(The request) Update the data below by changing each occurrence of "highlight" to "outline", leaving everything else untouched.
========
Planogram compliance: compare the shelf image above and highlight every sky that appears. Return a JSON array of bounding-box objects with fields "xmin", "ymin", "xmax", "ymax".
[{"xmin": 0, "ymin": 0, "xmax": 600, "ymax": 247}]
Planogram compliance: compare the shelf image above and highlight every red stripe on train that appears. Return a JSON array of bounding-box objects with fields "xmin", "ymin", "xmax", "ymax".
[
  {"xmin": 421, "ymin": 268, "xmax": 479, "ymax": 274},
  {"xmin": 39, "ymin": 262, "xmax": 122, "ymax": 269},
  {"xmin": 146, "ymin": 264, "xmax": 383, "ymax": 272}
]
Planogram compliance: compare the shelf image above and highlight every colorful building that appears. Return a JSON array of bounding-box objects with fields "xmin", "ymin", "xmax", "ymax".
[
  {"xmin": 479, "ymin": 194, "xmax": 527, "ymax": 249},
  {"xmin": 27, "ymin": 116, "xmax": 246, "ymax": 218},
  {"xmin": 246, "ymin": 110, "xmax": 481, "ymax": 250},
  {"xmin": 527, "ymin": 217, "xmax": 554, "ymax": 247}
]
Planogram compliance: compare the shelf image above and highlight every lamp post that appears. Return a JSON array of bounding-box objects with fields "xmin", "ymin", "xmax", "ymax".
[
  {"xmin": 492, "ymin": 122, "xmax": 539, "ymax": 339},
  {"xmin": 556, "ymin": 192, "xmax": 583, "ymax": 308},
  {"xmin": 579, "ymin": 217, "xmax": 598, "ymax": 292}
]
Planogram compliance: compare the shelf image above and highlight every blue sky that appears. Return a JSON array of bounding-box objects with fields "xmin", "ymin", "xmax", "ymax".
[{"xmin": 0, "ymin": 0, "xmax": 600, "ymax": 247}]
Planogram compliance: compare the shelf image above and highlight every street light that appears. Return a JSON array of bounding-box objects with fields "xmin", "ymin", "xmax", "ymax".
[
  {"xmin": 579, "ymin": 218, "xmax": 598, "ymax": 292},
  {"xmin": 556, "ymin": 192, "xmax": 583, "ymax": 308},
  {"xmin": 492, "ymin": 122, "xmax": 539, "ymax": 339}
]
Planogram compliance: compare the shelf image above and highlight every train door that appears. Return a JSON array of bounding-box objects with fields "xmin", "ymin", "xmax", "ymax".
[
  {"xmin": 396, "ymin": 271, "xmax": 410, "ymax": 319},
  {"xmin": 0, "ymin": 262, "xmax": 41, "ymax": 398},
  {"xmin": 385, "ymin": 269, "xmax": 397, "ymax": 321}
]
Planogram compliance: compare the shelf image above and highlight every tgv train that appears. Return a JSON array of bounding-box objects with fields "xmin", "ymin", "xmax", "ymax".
========
(Response to the task)
Planogram compliance: compare the shelf image above and outline every sky that appears. Return a JSON array of bounding-box objects with fields "xmin", "ymin", "xmax", "ymax".
[{"xmin": 0, "ymin": 0, "xmax": 600, "ymax": 247}]
Planogram compliance: compare the shelf image above and outline every red stripe on train that appears. Return a JSON array of bounding-box objects with fields "xmin", "ymin", "xmax", "ymax".
[
  {"xmin": 421, "ymin": 268, "xmax": 479, "ymax": 274},
  {"xmin": 39, "ymin": 262, "xmax": 122, "ymax": 269},
  {"xmin": 146, "ymin": 264, "xmax": 383, "ymax": 272}
]
Planogram compliance: compare the shelf image above and outline every colorful building that appears. Return a JSON array of bounding-box objects with fields "xmin", "ymin", "xmax", "ymax".
[
  {"xmin": 479, "ymin": 194, "xmax": 527, "ymax": 249},
  {"xmin": 27, "ymin": 116, "xmax": 246, "ymax": 218},
  {"xmin": 246, "ymin": 110, "xmax": 481, "ymax": 250},
  {"xmin": 527, "ymin": 217, "xmax": 554, "ymax": 247}
]
Planogram compliance: compare the shelf image above and outline every lamp post that appears. Return a JSON array of bounding-box objects with fields "xmin", "ymin", "xmax", "ymax".
[
  {"xmin": 492, "ymin": 122, "xmax": 539, "ymax": 339},
  {"xmin": 556, "ymin": 192, "xmax": 583, "ymax": 308},
  {"xmin": 579, "ymin": 217, "xmax": 598, "ymax": 292}
]
Planogram compliance: compare the shelf image above and outline every blue sky that appears. Return a JSON array of bounding-box objects with fields "xmin", "ymin", "xmax", "ymax".
[{"xmin": 0, "ymin": 0, "xmax": 600, "ymax": 247}]
Planogram compliance: compare the shelf image above and outline every street light that appears. Return a JSON array of bounding-box objects with fields "xmin", "ymin", "xmax", "ymax".
[
  {"xmin": 579, "ymin": 218, "xmax": 598, "ymax": 292},
  {"xmin": 556, "ymin": 192, "xmax": 583, "ymax": 308},
  {"xmin": 492, "ymin": 122, "xmax": 539, "ymax": 339}
]
Planogram compliance: compare the shelf image above and outline every train door that appears. Return a JSON array of bounding-box objects with fields "xmin", "ymin", "xmax", "ymax".
[
  {"xmin": 396, "ymin": 271, "xmax": 410, "ymax": 319},
  {"xmin": 0, "ymin": 262, "xmax": 41, "ymax": 398},
  {"xmin": 385, "ymin": 269, "xmax": 397, "ymax": 321}
]
Planogram compliance: compare the shelf image above and outline every tgv train that appears. Return a JSON array of bounding-box objects with fields "xmin", "ymin", "xmax", "ymax".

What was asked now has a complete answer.